Region pointing data
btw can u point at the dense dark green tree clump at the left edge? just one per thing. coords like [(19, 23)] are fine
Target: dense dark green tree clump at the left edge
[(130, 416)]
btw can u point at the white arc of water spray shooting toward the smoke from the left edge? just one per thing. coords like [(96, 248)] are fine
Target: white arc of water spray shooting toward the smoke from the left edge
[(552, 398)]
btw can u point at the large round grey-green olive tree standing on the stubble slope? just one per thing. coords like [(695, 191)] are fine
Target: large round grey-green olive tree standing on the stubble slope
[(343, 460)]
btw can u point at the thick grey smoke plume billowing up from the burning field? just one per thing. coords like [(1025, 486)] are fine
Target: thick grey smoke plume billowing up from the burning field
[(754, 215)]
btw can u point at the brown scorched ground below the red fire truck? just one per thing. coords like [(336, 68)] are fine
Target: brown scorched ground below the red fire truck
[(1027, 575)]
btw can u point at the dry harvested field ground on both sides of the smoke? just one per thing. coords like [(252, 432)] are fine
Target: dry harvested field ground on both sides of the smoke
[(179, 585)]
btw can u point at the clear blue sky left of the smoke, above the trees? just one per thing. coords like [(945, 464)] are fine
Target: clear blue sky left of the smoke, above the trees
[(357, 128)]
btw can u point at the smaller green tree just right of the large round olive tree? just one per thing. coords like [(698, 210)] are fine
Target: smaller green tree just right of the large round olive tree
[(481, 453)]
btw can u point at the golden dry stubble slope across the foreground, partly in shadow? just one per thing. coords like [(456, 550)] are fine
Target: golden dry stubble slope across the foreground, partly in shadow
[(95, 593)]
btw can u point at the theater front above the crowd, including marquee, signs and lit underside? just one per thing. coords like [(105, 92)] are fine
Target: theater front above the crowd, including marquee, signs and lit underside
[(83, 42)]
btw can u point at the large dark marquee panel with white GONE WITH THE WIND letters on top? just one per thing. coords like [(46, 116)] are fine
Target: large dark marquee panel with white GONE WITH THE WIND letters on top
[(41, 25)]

# [ACTIVITY]
All records shown above must be set down again verbatim.

# [TASK RESULT]
btw can u point at the dense dark green tree clump at the left edge? just one per thing. coords like [(19, 23)] are fine
Target: dense dark green tree clump at the left edge
[(130, 416)]
btw can u point at the white arc of water spray shooting toward the smoke from the left edge? just one per thing. coords like [(96, 248)] are fine
Target: white arc of water spray shooting toward the smoke from the left edge
[(552, 398)]
btw can u point at the large round grey-green olive tree standing on the stubble slope? just one per thing. coords like [(695, 191)] are fine
Target: large round grey-green olive tree standing on the stubble slope
[(343, 460)]
btw can u point at the thick grey smoke plume billowing up from the burning field? just one per thing. coords like [(1025, 486)] are fine
Target: thick grey smoke plume billowing up from the burning field
[(754, 215)]
btw can u point at the brown scorched ground below the red fire truck? just one per thing. coords like [(336, 68)] are fine
Target: brown scorched ground below the red fire truck
[(1027, 575)]
btw can u point at the dry harvested field ground on both sides of the smoke? just one per thing. coords like [(252, 432)] are fine
Target: dry harvested field ground on both sides of the smoke
[(179, 585)]
btw can u point at the clear blue sky left of the smoke, above the trees? just one per thing. coords like [(945, 464)] are fine
Target: clear blue sky left of the smoke, above the trees
[(357, 128)]
btw can u point at the smaller green tree just right of the large round olive tree? just one per thing. coords like [(698, 210)] are fine
Target: smaller green tree just right of the large round olive tree
[(481, 453)]
btw can u point at the golden dry stubble slope across the foreground, partly in shadow? just one per thing. coords like [(456, 550)] are fine
Target: golden dry stubble slope across the foreground, partly in shadow
[(95, 593)]
btw can u point at the theater front above the crowd, including marquee, signs and lit underside? just one per thing. coords like [(105, 92)] are fine
Target: theater front above the crowd, including marquee, signs and lit underside
[(83, 42)]
btw can u point at the large dark marquee panel with white GONE WITH THE WIND letters on top? just one per thing. coords like [(46, 116)] are fine
Target: large dark marquee panel with white GONE WITH THE WIND letters on top
[(41, 25)]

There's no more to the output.